→ Material

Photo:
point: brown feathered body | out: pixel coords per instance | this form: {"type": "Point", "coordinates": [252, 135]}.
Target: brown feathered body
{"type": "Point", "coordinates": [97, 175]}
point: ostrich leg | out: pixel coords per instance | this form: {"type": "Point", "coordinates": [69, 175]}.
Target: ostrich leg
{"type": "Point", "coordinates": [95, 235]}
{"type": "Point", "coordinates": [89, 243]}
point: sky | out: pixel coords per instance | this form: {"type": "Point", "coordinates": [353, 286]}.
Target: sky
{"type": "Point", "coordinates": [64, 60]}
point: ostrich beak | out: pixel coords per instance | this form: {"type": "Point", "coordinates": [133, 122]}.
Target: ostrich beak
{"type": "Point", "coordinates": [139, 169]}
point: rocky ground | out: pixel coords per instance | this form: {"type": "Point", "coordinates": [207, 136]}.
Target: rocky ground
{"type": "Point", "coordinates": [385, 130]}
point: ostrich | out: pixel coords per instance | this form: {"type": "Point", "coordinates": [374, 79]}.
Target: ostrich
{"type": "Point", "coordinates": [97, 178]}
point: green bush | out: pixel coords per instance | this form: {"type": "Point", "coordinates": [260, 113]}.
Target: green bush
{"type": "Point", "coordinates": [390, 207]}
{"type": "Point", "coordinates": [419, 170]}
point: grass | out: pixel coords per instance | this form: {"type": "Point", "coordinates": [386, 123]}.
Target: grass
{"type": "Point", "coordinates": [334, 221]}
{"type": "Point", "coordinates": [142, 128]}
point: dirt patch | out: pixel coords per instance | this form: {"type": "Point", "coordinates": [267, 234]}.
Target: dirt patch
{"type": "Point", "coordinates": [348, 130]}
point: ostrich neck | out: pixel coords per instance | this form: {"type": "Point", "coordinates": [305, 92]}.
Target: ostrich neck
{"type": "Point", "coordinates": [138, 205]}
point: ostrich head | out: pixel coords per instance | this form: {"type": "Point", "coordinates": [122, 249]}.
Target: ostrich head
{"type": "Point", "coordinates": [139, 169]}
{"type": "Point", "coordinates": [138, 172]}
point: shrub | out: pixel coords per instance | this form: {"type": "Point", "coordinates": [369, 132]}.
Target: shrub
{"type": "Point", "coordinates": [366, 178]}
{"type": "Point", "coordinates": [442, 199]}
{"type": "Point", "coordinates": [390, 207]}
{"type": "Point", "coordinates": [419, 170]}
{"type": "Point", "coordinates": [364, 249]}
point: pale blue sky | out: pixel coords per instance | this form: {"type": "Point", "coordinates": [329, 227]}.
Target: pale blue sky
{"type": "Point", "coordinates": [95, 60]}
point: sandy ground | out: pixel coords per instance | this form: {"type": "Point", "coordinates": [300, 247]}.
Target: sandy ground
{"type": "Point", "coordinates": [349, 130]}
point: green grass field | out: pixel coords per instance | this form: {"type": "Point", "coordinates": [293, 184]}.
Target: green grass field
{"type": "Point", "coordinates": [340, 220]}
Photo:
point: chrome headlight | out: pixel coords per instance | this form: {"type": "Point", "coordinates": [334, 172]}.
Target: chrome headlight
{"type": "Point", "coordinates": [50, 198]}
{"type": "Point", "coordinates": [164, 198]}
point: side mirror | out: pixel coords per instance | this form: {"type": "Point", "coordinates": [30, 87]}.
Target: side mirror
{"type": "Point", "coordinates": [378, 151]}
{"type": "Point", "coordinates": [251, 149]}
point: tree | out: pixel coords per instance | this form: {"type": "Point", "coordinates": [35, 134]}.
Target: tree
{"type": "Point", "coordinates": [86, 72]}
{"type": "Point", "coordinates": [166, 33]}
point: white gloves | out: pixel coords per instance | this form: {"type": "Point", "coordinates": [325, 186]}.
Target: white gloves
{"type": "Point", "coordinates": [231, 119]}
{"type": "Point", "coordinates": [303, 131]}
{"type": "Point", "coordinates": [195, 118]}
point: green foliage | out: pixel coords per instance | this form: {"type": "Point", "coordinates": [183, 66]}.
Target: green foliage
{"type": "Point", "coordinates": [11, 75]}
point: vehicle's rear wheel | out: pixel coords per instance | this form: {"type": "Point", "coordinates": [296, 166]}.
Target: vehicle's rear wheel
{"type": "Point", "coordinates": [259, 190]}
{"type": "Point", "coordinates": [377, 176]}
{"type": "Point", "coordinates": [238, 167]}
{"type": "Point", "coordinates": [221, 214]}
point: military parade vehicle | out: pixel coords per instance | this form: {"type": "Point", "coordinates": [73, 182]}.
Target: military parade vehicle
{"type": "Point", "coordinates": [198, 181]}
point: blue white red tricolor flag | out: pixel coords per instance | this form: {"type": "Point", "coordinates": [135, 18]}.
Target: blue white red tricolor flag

→ Task details
Reproduce every line of the data above word for word, without changing anything.

→ Answer in full
Photo:
point: brown feathered body | out: pixel coords per instance | this form: {"type": "Point", "coordinates": [252, 135]}.
Target: brown feathered body
{"type": "Point", "coordinates": [97, 175]}
point: ostrich leg | out: pixel coords per instance | this form: {"type": "Point", "coordinates": [69, 175]}.
Target: ostrich leg
{"type": "Point", "coordinates": [95, 235]}
{"type": "Point", "coordinates": [89, 243]}
point: sky | out: pixel coords per instance | this form: {"type": "Point", "coordinates": [353, 286]}.
Target: sky
{"type": "Point", "coordinates": [64, 60]}
point: ostrich beak | out: pixel coords per instance | this form: {"type": "Point", "coordinates": [133, 122]}.
Target: ostrich beak
{"type": "Point", "coordinates": [139, 169]}
point: rocky ground | out: pixel coords per instance | this form: {"type": "Point", "coordinates": [207, 136]}.
Target: rocky ground
{"type": "Point", "coordinates": [385, 130]}
point: ostrich | out: pixel coords per instance | this form: {"type": "Point", "coordinates": [374, 79]}.
Target: ostrich
{"type": "Point", "coordinates": [97, 178]}
point: green bush | out: pixel coords per instance | this form: {"type": "Point", "coordinates": [260, 113]}.
Target: green bush
{"type": "Point", "coordinates": [390, 207]}
{"type": "Point", "coordinates": [419, 170]}
point: grass | out: pixel coords per instance | this form: {"type": "Point", "coordinates": [386, 123]}.
Target: grass
{"type": "Point", "coordinates": [334, 221]}
{"type": "Point", "coordinates": [142, 128]}
point: dirt patch | out: pixel coords per instance | this form: {"type": "Point", "coordinates": [267, 234]}.
Target: dirt patch
{"type": "Point", "coordinates": [348, 130]}
point: ostrich neck | out: pixel coords per instance | this form: {"type": "Point", "coordinates": [305, 92]}.
Target: ostrich neck
{"type": "Point", "coordinates": [138, 205]}
point: ostrich head | out: pixel coords per instance | this form: {"type": "Point", "coordinates": [122, 249]}.
Target: ostrich head
{"type": "Point", "coordinates": [139, 169]}
{"type": "Point", "coordinates": [138, 172]}
point: shrub | out: pixel coords per instance | this form: {"type": "Point", "coordinates": [369, 132]}.
Target: shrub
{"type": "Point", "coordinates": [366, 178]}
{"type": "Point", "coordinates": [442, 199]}
{"type": "Point", "coordinates": [390, 207]}
{"type": "Point", "coordinates": [419, 170]}
{"type": "Point", "coordinates": [364, 249]}
point: pale blue sky | out: pixel coords per instance | this form: {"type": "Point", "coordinates": [329, 227]}.
Target: pale blue sky
{"type": "Point", "coordinates": [95, 60]}
point: sandy ground | out: pixel coords per instance | this form: {"type": "Point", "coordinates": [300, 247]}.
Target: sandy ground
{"type": "Point", "coordinates": [349, 130]}
point: green grass field | out: pixel coords per instance | this form: {"type": "Point", "coordinates": [293, 184]}.
Target: green grass field
{"type": "Point", "coordinates": [340, 220]}
Photo:
point: chrome headlight | out: pixel coords per instance | this form: {"type": "Point", "coordinates": [334, 172]}.
Target: chrome headlight
{"type": "Point", "coordinates": [50, 198]}
{"type": "Point", "coordinates": [164, 198]}
point: side mirror | out: pixel coords per instance | this form: {"type": "Point", "coordinates": [30, 87]}.
Target: side mirror
{"type": "Point", "coordinates": [378, 151]}
{"type": "Point", "coordinates": [251, 149]}
point: tree | out: pixel coords per instance | this form: {"type": "Point", "coordinates": [35, 134]}.
Target: tree
{"type": "Point", "coordinates": [86, 72]}
{"type": "Point", "coordinates": [166, 33]}
point: white gloves | out: pixel coords per instance | this form: {"type": "Point", "coordinates": [325, 186]}.
Target: white gloves
{"type": "Point", "coordinates": [231, 119]}
{"type": "Point", "coordinates": [303, 131]}
{"type": "Point", "coordinates": [195, 118]}
point: green foliage | out: pixel coords per instance | this form: {"type": "Point", "coordinates": [183, 66]}.
Target: green foliage
{"type": "Point", "coordinates": [11, 75]}
point: vehicle's rear wheel | out: pixel coords per instance | this form: {"type": "Point", "coordinates": [296, 166]}.
Target: vehicle's rear wheel
{"type": "Point", "coordinates": [259, 190]}
{"type": "Point", "coordinates": [377, 176]}
{"type": "Point", "coordinates": [238, 167]}
{"type": "Point", "coordinates": [221, 214]}
point: military parade vehicle | out: pixel coords per instance | this form: {"type": "Point", "coordinates": [73, 182]}.
Target: military parade vehicle
{"type": "Point", "coordinates": [198, 181]}
point: blue white red tricolor flag | out: pixel coords per instance | this form: {"type": "Point", "coordinates": [135, 18]}.
Target: blue white red tricolor flag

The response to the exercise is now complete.